**Text passage:**
****************************************

Posted by Bradley M. Kuhn on January 1, 2008

November 21, 2007

stet and AGPLv3

Many people don't realize that the GPLv3 process actually began long before the November 2005 announcement. For me and a few others, the GPLv3 process started much earlier. Also, in my view, it didn't actually end until this week, when SFLC's client (the FSF) released the AGPLv3. Today, I'm particularly proud that SFLC is releasing the first software covered by the terms of that license.

The GPLv3 process focused on the idea of community, and a community is built from bringing together many individual experiences. I am grateful for all my personal experiences throughout this process. Indeed, I would guess that other GPL fans like myself remember, as I do, the first time the heard the phrase “GPLv3”. For me, it was a bit early — on Tuesday 8 January 2002 in a conference room at MIT. On that day, Richard Stallman, Eben Moglen and I sat down to have an all-day meeting that included discussions regarding updating GPL. A key issue that we sought to address was (in those days) called the “Application Service Provider (ASP) problem” — now called “Software as a Service (SaaS)”.

A few weeks later, on the telephone with Eben one morning, as I stood in my kitchen making oatmeal, we discussed this problem. I pointed out the oft-forgotten section 2(c) of the GPL [version 2]. I argued that contrary to popular belief, it does have restrictions on some minor modifications. Namely, you have to maintain those print statements for copyright and warranty disclaimer information. It's reasonable, in other words, to restrict some minor modifications to defend freedom.

****************************************

**Extracted records:**
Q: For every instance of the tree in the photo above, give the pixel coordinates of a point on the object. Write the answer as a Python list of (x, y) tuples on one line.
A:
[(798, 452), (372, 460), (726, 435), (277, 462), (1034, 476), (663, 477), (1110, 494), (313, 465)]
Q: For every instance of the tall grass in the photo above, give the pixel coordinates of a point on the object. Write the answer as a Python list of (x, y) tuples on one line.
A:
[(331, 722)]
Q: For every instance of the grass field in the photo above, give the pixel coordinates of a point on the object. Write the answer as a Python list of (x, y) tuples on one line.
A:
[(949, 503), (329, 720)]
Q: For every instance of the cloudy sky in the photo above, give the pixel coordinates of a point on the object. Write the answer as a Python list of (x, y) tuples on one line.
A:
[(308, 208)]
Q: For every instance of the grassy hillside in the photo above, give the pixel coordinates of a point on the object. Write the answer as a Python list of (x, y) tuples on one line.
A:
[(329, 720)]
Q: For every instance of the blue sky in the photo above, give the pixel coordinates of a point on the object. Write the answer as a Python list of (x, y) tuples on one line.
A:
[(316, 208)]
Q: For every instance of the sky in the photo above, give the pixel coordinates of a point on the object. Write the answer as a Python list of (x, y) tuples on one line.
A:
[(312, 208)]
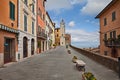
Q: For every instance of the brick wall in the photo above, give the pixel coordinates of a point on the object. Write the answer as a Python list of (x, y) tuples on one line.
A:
[(107, 61)]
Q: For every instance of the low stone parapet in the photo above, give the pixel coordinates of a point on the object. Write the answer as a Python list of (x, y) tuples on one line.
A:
[(109, 62)]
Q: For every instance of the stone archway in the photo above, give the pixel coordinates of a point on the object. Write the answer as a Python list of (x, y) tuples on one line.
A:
[(25, 47), (32, 46)]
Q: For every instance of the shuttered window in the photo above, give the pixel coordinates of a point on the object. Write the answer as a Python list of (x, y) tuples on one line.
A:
[(113, 16), (25, 23), (12, 11), (32, 27)]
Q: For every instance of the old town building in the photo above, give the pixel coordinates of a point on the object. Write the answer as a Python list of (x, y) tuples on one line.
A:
[(27, 28), (8, 31), (110, 29), (61, 38), (57, 36), (41, 34), (50, 32), (62, 33), (67, 39)]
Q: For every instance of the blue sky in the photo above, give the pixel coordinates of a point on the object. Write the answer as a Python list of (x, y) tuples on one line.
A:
[(79, 16)]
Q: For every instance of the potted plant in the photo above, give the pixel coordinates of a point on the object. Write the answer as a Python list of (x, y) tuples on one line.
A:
[(74, 59), (54, 45), (118, 39), (88, 76)]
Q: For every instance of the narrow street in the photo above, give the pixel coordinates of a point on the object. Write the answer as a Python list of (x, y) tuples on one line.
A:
[(54, 64)]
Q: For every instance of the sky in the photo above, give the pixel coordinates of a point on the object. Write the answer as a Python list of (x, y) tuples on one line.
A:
[(79, 17)]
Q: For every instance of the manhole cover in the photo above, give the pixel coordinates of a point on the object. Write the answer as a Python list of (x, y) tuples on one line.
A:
[(56, 75)]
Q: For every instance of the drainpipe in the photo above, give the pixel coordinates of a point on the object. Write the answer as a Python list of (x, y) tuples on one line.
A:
[(119, 66)]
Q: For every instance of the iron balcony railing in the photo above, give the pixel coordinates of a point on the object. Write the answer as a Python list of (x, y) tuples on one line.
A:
[(42, 35), (112, 43)]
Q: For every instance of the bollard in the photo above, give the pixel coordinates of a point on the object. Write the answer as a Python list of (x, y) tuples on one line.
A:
[(119, 66)]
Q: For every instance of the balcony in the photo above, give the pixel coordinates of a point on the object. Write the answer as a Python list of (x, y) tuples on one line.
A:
[(42, 35)]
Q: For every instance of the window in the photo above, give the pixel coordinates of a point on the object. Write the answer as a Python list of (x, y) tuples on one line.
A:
[(43, 17), (110, 35), (113, 16), (25, 23), (105, 36), (33, 8), (57, 30), (39, 29), (12, 11), (32, 27), (26, 2), (105, 21), (57, 35), (114, 34), (40, 13), (105, 53)]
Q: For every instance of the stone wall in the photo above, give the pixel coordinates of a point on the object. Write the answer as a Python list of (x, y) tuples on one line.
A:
[(109, 62)]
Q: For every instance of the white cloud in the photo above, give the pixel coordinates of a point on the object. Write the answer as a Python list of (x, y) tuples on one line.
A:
[(93, 7), (92, 22), (56, 23), (61, 4), (71, 24), (83, 36), (76, 1)]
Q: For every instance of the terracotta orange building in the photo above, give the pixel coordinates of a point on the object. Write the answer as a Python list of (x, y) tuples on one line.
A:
[(67, 39), (8, 31), (41, 35), (110, 29)]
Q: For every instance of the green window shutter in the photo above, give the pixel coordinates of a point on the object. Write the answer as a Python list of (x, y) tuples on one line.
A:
[(12, 11)]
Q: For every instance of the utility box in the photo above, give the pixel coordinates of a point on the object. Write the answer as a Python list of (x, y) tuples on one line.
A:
[(119, 66)]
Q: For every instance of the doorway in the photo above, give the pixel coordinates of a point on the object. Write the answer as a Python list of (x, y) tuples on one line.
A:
[(32, 47), (25, 47), (9, 50)]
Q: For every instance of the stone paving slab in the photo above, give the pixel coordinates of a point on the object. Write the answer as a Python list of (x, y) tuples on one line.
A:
[(51, 65), (54, 64), (100, 71)]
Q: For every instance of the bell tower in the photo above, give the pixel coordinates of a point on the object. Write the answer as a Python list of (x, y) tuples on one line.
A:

****************************************

**Problems:**
[1] From the post about stet and AGPLv3, repeat the passage starting at "Posted by Bradley" and ending at "of that license.".
[2] Answer these from the post about stet and AGPLv3:
(a) On what day and date did the author first hear the phrase "GPLv3"?
(b) What is the "Application Service Provider (ASP) problem" now called?
(c) Which section of the GPL did the author point out during the phone call with Eben?
[3] List every person named in the post about stet and AGPLv3.

**Results by task:**
[1]
Posted by Bradley M. Kuhn on January 1, 2008

November 21, 2007

stet and AGPLv3

Many people don't realize that the GPLv3 process actually began long before the November 2005 announcement. For me and a few others, the GPLv3 process started much earlier. Also, in my view, it didn't actually end until this week, when SFLC's client (the FSF) released the AGPLv3. Today, I'm particularly proud that SFLC is releasing the first software covered by the terms of that license.

[2]
(a) Tuesday 8 January 2002
(b) Software as a Service (SaaS)
(c) Section 2(c) of the GPL [version 2]

[3]
Bradley M. Kuhn
Richard Stallman
Eben Moglen